◆ Task ◆
Return each of the following items word for word and line for line, leaving out the pictures.

:::

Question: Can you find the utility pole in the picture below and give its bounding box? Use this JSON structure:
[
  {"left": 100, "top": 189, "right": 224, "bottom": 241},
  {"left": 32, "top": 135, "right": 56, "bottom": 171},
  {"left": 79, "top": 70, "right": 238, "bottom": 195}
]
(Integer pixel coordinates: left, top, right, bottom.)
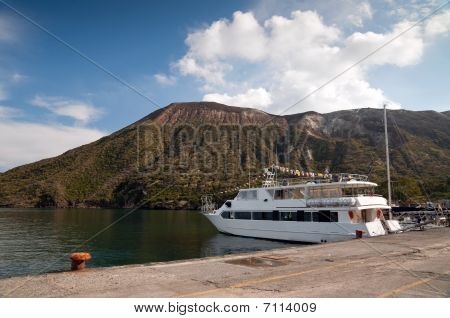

:::

◆ Correct response ◆
Question: Can you find the utility pole in the picture below and give its bounding box? Use this JSON structure:
[
  {"left": 100, "top": 189, "right": 224, "bottom": 241},
  {"left": 32, "top": 135, "right": 56, "bottom": 171},
  {"left": 79, "top": 70, "right": 238, "bottom": 195}
]
(Integer pixel coordinates: left, top, right, bottom.)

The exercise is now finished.